>> START Document

Understanding Inheritance and Estate Taxes

In the process of estate planning, you should speak with your Norcross estate planning lawyer about potential tax consequences concerning assets that you are planning to leave to your loved ones in a will or by other particular means. It is important to understand the potential application of inheritance and estate taxes, whether your estate will be subject to estate tax, and what steps you may be able to take with assistance from your estate planning lawyer to reduce or minimize estate taxes. The following information clarifies key information about inheritance and estate taxes. To understand how these taxes may or may not apply to your estate, it is important to discuss your specific circumstances with an estate planning lawyer.
What is the Difference Between Inheritance and Estate Tax?
Estate tax and inheritance tax are both types of taxes that are paid on assets of a deceased’s estate. They differ largely in terms of who pays the taxes.
Estate tax is paid by the estate of the deceased, and it applies to the total value of the deceased’s estate. It is a federal tax and only exists in some states (not in Georgia). Accordingly, only federal estate taxes can be due on Georgia estates.
An inheritance tax is paid by the beneficiaries who receive the deceased’s assets. This is a state-based tax, and since Georgia does not have an inheritance tax, you will not need to be concerned with inheritance tax (only a very small number of states still have an inheritance tax).

>> END Document
>> START Listing

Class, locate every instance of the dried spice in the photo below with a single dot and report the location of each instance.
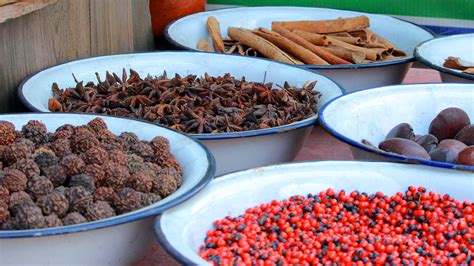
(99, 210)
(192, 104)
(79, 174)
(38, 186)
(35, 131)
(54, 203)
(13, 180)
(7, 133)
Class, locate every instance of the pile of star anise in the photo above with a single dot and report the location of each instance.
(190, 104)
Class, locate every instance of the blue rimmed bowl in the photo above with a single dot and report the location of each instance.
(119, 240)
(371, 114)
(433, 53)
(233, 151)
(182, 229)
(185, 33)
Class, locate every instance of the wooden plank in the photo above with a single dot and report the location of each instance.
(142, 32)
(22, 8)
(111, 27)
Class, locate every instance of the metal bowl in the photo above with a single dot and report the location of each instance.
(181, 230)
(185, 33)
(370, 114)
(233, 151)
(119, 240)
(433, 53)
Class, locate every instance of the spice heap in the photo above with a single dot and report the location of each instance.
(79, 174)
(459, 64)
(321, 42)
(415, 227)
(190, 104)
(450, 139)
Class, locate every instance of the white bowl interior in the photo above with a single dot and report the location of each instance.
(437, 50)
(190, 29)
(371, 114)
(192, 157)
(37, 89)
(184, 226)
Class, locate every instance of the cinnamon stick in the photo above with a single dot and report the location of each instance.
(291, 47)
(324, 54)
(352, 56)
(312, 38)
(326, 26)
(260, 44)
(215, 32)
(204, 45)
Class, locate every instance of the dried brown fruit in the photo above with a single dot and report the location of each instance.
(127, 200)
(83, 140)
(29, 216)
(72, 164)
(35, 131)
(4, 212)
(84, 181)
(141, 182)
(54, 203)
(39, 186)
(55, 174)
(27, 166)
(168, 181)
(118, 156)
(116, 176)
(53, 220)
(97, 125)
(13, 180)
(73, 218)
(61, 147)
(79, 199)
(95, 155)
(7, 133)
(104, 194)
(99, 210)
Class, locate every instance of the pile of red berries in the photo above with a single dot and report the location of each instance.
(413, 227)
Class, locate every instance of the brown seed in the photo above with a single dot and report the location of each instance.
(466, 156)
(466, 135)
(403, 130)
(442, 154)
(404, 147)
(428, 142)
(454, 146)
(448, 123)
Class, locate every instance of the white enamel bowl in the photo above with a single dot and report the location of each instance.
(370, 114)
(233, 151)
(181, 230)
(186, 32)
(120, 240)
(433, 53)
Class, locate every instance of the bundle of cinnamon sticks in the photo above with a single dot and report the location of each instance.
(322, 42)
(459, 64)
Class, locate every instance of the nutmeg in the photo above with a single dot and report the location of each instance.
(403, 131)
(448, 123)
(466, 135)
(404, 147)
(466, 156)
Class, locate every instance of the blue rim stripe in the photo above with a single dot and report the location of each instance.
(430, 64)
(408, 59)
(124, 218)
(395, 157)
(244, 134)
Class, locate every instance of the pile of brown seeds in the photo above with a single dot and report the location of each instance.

>> END Listing

» Required task 1
Copy the part of the article on inheritance and estate taxes that begins at the words "Understanding Inheritance and" and ends after the words "and Estate Tax?".
» Required task 2
Write out the lines of the records word for word, starting at the line that contains "Class, locate every instance of the pile of red" and continuing through the final line of the records.

» Written response 1
Understanding Inheritance and Estate Taxes

In the process of estate planning, you should speak with your Norcross estate planning lawyer about potential tax consequences concerning assets that you are planning to leave to your loved ones in a will or by other particular means. It is important to understand the potential application of inheritance and estate taxes, whether your estate will be subject to estate tax, and what steps you may be able to take with assistance from your estate planning lawyer to reduce or minimize estate taxes. The following information clarifies key information about inheritance and estate taxes. To understand how these taxes may or may not apply to your estate, it is important to discuss your specific circumstances with an estate planning lawyer.
What is the Difference Between Inheritance and Estate Tax?

» Written response 2
Class, locate every instance of the pile of red berries in the photo above with a single dot and report the location of each instance.
(413, 227)
Class, locate every instance of the brown seed in the photo above with a single dot and report the location of each instance.
(466, 156)
(466, 135)
(403, 130)
(442, 154)
(404, 147)
(428, 142)
(454, 146)
(448, 123)
Class, locate every instance of the white enamel bowl in the photo above with a single dot and report the location of each instance.
(370, 114)
(233, 151)
(181, 230)
(186, 32)
(120, 240)
(433, 53)
Class, locate every instance of the bundle of cinnamon sticks in the photo above with a single dot and report the location of each instance.
(322, 42)
(459, 64)
Class, locate every instance of the nutmeg in the photo above with a single dot and report the location of each instance.
(403, 131)
(448, 123)
(466, 135)
(404, 147)
(466, 156)
Class, locate every instance of the blue rim stripe in the photo above with a single dot and report the location of each instance.
(430, 64)
(408, 59)
(124, 218)
(395, 157)
(244, 134)
Class, locate every instance of the pile of brown seeds in the photo above with a single dot and report the location of each instance.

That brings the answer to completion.